◆ Short task
Rename "Target" to "Object" throughout the material below and reproduce every line otherwise unchanged.

(Location identification items)
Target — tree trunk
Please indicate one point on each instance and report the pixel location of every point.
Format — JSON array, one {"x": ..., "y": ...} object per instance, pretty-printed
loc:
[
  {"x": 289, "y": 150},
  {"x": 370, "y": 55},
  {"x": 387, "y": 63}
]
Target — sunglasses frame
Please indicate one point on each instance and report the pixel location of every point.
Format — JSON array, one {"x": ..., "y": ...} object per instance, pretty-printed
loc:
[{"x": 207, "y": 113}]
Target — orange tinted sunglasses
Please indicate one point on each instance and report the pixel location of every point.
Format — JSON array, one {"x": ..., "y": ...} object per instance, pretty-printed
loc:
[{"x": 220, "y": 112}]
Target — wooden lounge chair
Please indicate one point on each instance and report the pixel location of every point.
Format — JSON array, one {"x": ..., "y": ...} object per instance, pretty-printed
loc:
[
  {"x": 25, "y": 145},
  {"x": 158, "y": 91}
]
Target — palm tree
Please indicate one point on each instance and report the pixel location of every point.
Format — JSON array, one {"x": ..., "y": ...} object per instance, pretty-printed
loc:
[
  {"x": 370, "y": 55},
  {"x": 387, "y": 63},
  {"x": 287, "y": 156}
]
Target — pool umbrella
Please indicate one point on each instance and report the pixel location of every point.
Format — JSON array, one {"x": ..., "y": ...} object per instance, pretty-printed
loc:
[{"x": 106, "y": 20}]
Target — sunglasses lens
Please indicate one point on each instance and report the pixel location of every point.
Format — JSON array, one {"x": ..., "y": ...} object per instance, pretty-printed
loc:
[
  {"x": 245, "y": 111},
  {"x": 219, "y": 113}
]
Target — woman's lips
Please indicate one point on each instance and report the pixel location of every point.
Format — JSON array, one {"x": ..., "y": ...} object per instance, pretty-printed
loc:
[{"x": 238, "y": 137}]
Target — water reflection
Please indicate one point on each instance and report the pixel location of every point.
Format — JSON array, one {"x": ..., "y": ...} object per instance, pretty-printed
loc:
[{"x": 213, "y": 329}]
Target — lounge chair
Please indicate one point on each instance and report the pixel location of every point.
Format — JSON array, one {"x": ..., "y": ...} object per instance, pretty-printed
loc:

◆ Answer to this exercise
Object — tree trunk
Please indicate one point on each instance and report the pixel location of every point.
Format — JSON array, one {"x": ..., "y": ...} object per instance, pretty-printed
loc:
[
  {"x": 289, "y": 150},
  {"x": 370, "y": 55},
  {"x": 387, "y": 63}
]
Object — sunglasses frame
Please indicate one point on each instance and report the pixel location of every point.
Format — JSON array, one {"x": ..., "y": ...} object per instance, pretty-printed
loc:
[{"x": 207, "y": 113}]
Object — orange tinted sunglasses
Please indicate one point on each instance and report the pixel location of every point.
Format — JSON array, one {"x": ..., "y": ...} object per instance, pretty-printed
loc:
[{"x": 220, "y": 112}]
Object — wooden lounge chair
Please indicate one point on each instance and report the pixel location of every point.
Format — JSON array, one {"x": ..., "y": ...} object per instance, pretty-printed
loc:
[
  {"x": 25, "y": 145},
  {"x": 158, "y": 91}
]
Object — palm tree
Please indicate one point on each instance and report the pixel location of every point.
Format — JSON array, one {"x": ..., "y": ...} object per instance, pretty-printed
loc:
[
  {"x": 370, "y": 55},
  {"x": 387, "y": 63},
  {"x": 287, "y": 156}
]
Object — pool umbrella
Please indicate one point on each instance and report the pixel location of every point.
Format — JSON array, one {"x": ..., "y": ...} object per instance, pretty-printed
loc:
[{"x": 106, "y": 20}]
Object — sunglasses lens
Please indicate one point on each instance and report the pixel location of every point.
Format — JSON array, one {"x": ..., "y": ...} object per instance, pretty-printed
loc:
[
  {"x": 245, "y": 111},
  {"x": 219, "y": 113}
]
Object — woman's lips
Please indicate one point on each instance and report the pixel location of every point.
Format — JSON array, one {"x": ..., "y": ...} object per instance, pretty-printed
loc:
[{"x": 238, "y": 137}]
Object — water reflection
Please indicate one point on each instance and report the pixel location of every point.
Format — JSON array, one {"x": ..., "y": ...} object per instance, pretty-printed
loc:
[{"x": 213, "y": 329}]
Object — lounge chair
Please indicate one point on each instance and report the pixel location of every point.
Format — JSON array, one {"x": ..., "y": ...} object per instance, pretty-printed
loc:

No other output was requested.